## TASK GOAL
Lay out the listing below as a CSV with the two columns text and answer. Give one row for each text and its answer, put each value in a single quoted field, and replace line breaks with spaces.

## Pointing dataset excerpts

--- begin ---

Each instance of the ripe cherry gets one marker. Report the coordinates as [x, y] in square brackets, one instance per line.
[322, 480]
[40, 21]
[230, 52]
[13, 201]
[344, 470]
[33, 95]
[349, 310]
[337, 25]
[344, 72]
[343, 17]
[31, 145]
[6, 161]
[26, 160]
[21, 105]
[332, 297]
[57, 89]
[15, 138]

--- end ---

## ANSWER TO THE TASK
text,answer
"Each instance of the ripe cherry gets one marker. Report the coordinates as [x, y] in square brackets, one instance per line.","[322, 480] [40, 21] [230, 52] [13, 201] [344, 470] [33, 95] [349, 310] [337, 25] [344, 72] [343, 17] [31, 145] [6, 161] [26, 160] [21, 105] [332, 297] [57, 89] [15, 138]"